__Liste des tâches__.
(A) Veuillez recopier, dans l'extrait sur les facteurs d'équivalence de toxicité, tout le passage depuis « Par ailleurs, la » jusqu'à « aux estimations précédentes. ».
(B) Répondez à ces questions d'après l'extrait sur les facteurs d'équivalence de toxicité :
(i) En quelle année les TEF proposés par l'OMS en 1998 ont-ils évolué ?
(ii) Quels composés formaient le mélange testé dans la récente étude de cancérogenèse in vivo ?
(iii) De combien environ l'usage des TEF révisés semble-t-il diminuer les doses estimées ?
(C) D'après l'extrait sur les facteurs d'équivalence de toxicité, pourquoi l'inclusion des PCB « dioxin-like » pour le risque cancérogène reste-t-elle problématique ?

__Extrait du document__.
La validité des facteurs d’équivalence de toxicité (TEF) pour l’évaluation du risque cancérogène chez l’humain est sujette à controverses (Vidy et Bard, 2003

). Pour résumer, ils sont essentiellement estimés à partir de données expérimentales à court terme, et l’inclusion des PCB « dioxin-like » pour ce risque reste problématique dans la mesure où il existe peu de données de cancérogenèse expérimentale pour ces composés. Une récente étude de cancérogenèse in vivo a cependant montré que les TEF d’un mélange de TCDD, de 2,3,4,7,8-PeCDF et de PCB 126 prédisaient de façon adéquate l’incidence accrue de tumeurs hépatiques induite par le mélange, apportant par là également un certain soutien en faveur de l’additivité des effets des différents congénères (Walker et coll., 2005

).
Par ailleurs, la valeur des TEF fait l’objet de réexamens périodiques. Ainsi, les TEF proposés par l’OMS en 1998 (Van den Berg et coll., 1998

) ont évolué en 2005 (Van den Berg et coll., 2006

; voir la partie « Exposition » du présent ouvrage). Leur usage semble conduire à une diminution aux alentours de 30 % des doses estimées. Il en résulte que le risque à dose donnée exprimée en TEQ est accru par rapport aux estimations précédentes.

__Données présentées__.
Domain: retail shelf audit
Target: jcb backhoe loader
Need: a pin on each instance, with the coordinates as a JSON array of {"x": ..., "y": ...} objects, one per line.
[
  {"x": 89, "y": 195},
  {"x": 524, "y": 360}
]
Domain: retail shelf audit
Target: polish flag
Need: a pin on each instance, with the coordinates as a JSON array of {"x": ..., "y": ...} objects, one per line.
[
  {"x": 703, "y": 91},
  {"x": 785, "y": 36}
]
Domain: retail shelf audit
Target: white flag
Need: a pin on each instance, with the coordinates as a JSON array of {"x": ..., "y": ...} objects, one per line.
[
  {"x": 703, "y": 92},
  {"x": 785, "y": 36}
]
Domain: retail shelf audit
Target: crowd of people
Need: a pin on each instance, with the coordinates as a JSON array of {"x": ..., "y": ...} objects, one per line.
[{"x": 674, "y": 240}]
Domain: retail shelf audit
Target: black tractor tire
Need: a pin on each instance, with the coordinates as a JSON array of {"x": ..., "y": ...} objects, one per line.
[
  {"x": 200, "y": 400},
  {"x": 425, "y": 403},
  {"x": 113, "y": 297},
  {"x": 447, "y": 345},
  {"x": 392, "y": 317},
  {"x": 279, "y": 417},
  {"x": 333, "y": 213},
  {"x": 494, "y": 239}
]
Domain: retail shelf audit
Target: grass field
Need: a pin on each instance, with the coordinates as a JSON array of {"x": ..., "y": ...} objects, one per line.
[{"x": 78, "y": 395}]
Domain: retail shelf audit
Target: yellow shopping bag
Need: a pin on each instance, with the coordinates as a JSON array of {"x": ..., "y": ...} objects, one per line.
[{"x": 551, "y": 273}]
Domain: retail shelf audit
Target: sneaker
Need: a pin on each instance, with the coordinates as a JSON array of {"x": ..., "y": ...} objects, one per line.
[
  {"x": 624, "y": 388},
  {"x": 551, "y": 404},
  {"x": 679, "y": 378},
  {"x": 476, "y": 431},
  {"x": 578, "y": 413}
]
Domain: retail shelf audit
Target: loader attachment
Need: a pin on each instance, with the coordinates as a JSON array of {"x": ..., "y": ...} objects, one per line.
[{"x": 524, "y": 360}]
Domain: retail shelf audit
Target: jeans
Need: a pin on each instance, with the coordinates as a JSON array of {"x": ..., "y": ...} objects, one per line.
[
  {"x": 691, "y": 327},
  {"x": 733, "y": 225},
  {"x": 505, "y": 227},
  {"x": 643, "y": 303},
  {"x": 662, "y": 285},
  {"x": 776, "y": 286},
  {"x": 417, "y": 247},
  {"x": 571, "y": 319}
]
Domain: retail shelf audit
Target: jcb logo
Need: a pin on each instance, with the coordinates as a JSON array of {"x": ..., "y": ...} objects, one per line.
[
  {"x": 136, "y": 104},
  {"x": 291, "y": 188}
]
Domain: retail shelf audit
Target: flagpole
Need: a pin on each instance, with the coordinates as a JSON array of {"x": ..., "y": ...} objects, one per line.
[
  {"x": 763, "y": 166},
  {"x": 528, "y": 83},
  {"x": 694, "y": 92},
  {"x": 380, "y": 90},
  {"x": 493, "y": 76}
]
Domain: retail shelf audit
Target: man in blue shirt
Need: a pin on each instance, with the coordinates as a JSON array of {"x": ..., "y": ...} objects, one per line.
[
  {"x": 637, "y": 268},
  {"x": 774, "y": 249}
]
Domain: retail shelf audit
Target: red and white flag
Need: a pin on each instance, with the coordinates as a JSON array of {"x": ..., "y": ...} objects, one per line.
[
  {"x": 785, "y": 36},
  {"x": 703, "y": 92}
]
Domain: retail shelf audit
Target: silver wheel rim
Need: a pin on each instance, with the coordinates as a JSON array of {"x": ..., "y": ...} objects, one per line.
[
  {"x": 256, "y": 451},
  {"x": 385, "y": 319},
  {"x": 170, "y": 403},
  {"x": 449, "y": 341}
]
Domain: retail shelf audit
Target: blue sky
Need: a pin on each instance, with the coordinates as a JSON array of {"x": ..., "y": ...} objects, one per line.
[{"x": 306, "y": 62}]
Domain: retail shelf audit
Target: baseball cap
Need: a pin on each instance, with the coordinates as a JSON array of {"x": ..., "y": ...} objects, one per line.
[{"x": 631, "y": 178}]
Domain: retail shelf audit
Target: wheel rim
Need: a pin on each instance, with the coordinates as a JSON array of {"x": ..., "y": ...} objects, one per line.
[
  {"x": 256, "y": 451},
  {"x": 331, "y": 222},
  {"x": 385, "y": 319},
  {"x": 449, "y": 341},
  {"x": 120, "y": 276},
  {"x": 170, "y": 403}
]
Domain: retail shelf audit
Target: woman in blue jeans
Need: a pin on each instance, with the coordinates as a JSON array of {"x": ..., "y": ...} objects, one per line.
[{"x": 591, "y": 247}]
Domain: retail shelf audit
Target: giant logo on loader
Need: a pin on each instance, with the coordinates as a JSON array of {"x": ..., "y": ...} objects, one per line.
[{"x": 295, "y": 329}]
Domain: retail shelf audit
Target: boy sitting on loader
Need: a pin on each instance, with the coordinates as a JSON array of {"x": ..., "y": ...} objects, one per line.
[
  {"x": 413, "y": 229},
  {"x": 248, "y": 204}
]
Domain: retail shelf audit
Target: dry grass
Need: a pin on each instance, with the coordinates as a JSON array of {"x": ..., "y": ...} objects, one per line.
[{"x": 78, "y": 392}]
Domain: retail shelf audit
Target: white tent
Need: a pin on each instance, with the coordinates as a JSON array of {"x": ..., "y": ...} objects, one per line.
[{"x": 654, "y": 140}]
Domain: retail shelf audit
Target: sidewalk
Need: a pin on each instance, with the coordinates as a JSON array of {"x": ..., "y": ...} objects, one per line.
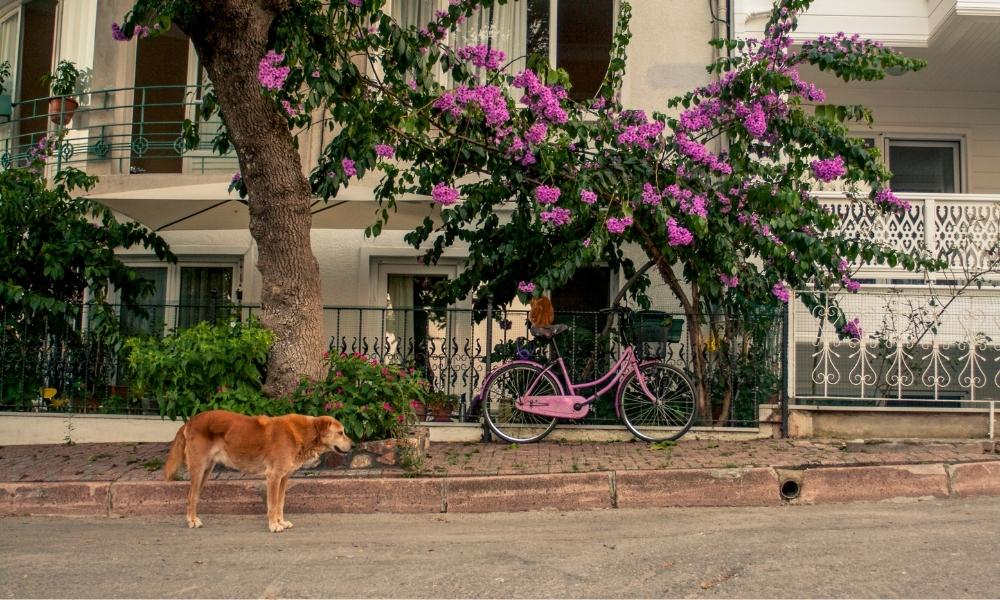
[{"x": 128, "y": 478}]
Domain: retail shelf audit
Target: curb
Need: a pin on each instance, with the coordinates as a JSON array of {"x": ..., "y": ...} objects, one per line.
[{"x": 513, "y": 493}]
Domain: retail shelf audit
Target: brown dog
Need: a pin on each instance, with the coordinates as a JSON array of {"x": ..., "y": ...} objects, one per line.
[{"x": 273, "y": 447}]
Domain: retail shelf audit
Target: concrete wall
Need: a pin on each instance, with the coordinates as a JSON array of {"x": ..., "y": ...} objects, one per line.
[{"x": 867, "y": 423}]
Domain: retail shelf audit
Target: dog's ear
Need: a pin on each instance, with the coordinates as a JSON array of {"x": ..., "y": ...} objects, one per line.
[{"x": 323, "y": 424}]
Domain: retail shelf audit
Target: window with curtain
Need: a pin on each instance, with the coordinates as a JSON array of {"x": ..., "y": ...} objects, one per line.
[
  {"x": 580, "y": 42},
  {"x": 924, "y": 166},
  {"x": 146, "y": 316},
  {"x": 506, "y": 32},
  {"x": 204, "y": 292}
]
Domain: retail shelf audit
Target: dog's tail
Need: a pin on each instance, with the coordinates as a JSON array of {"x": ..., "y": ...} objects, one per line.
[{"x": 176, "y": 455}]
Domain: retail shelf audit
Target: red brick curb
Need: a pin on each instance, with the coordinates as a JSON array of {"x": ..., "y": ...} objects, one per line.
[
  {"x": 58, "y": 498},
  {"x": 697, "y": 487},
  {"x": 511, "y": 493}
]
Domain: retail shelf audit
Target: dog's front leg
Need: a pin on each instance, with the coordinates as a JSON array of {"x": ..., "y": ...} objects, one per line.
[
  {"x": 273, "y": 509},
  {"x": 282, "y": 487}
]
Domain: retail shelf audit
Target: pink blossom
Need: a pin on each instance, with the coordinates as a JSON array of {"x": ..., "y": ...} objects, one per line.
[
  {"x": 650, "y": 195},
  {"x": 547, "y": 194},
  {"x": 269, "y": 74},
  {"x": 828, "y": 169},
  {"x": 557, "y": 216},
  {"x": 853, "y": 329},
  {"x": 482, "y": 56},
  {"x": 885, "y": 197},
  {"x": 780, "y": 291},
  {"x": 536, "y": 133},
  {"x": 348, "y": 166},
  {"x": 616, "y": 225},
  {"x": 444, "y": 195},
  {"x": 677, "y": 235},
  {"x": 756, "y": 121},
  {"x": 117, "y": 34}
]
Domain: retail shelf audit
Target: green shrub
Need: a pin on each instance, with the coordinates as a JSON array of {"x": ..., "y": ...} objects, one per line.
[
  {"x": 204, "y": 367},
  {"x": 372, "y": 400}
]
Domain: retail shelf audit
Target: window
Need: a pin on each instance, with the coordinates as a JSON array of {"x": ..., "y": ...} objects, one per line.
[
  {"x": 9, "y": 32},
  {"x": 148, "y": 315},
  {"x": 580, "y": 42},
  {"x": 183, "y": 295},
  {"x": 204, "y": 290},
  {"x": 578, "y": 39},
  {"x": 589, "y": 290},
  {"x": 411, "y": 330},
  {"x": 924, "y": 166}
]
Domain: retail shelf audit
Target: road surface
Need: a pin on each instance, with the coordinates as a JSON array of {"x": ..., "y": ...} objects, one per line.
[{"x": 916, "y": 549}]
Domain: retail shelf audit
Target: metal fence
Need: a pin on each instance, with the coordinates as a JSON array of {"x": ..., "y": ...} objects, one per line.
[
  {"x": 916, "y": 348},
  {"x": 132, "y": 129},
  {"x": 453, "y": 348}
]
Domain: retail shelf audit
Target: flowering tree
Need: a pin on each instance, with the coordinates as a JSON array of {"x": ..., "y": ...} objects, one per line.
[{"x": 534, "y": 184}]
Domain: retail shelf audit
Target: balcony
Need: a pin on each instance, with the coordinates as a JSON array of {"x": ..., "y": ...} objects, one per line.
[
  {"x": 964, "y": 228},
  {"x": 119, "y": 131}
]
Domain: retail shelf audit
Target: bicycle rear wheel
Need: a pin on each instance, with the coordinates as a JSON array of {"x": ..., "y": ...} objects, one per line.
[
  {"x": 509, "y": 383},
  {"x": 663, "y": 409}
]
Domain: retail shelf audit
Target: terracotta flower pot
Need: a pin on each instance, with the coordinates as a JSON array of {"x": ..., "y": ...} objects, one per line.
[
  {"x": 442, "y": 414},
  {"x": 61, "y": 110}
]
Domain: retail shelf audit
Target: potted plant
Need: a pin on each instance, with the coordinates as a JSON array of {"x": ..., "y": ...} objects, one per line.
[
  {"x": 62, "y": 85},
  {"x": 441, "y": 405},
  {"x": 5, "y": 102}
]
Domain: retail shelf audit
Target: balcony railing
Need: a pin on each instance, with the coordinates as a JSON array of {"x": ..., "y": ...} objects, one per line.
[
  {"x": 964, "y": 228},
  {"x": 118, "y": 131},
  {"x": 453, "y": 348}
]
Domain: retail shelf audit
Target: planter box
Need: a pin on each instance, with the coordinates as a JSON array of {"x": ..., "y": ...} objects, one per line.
[{"x": 378, "y": 454}]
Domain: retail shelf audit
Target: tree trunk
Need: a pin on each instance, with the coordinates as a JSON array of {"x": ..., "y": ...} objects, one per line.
[{"x": 230, "y": 38}]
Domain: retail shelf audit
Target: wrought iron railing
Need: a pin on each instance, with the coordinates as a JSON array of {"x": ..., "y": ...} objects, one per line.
[
  {"x": 963, "y": 228},
  {"x": 916, "y": 349},
  {"x": 132, "y": 130},
  {"x": 453, "y": 348}
]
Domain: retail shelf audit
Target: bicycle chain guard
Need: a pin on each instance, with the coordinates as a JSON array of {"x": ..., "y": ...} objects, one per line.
[{"x": 561, "y": 407}]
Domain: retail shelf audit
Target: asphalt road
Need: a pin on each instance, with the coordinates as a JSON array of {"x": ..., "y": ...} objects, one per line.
[{"x": 917, "y": 549}]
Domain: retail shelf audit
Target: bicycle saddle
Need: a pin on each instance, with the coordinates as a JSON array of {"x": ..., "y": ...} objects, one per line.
[{"x": 550, "y": 331}]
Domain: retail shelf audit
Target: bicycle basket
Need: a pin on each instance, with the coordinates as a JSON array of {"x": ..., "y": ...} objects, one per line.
[{"x": 652, "y": 330}]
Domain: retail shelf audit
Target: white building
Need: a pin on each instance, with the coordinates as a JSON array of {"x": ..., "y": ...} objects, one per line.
[{"x": 939, "y": 129}]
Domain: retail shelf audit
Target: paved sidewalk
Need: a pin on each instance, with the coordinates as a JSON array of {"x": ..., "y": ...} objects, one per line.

__Réponses aux exercices__.
(A)
Par ailleurs, la valeur des TEF fait l’objet de réexamens périodiques. Ainsi, les TEF proposés par l’OMS en 1998 (Van den Berg et coll., 1998

) ont évolué en 2005 (Van den Berg et coll., 2006

; voir la partie « Exposition » du présent ouvrage). Leur usage semble conduire à une diminution aux alentours de 30 % des doses estimées. Il en résulte que le risque à dose donnée exprimée en TEQ est accru par rapport aux estimations précédentes.

(B)
(i) En 2005.
(ii) La TCDD, le 2,3,4,7,8-PeCDF et le PCB 126.
(iii) D'environ 30 %.

(C) Elle reste problématique parce qu'il existe peu de données de cancérogenèse expérimentale pour ces composés.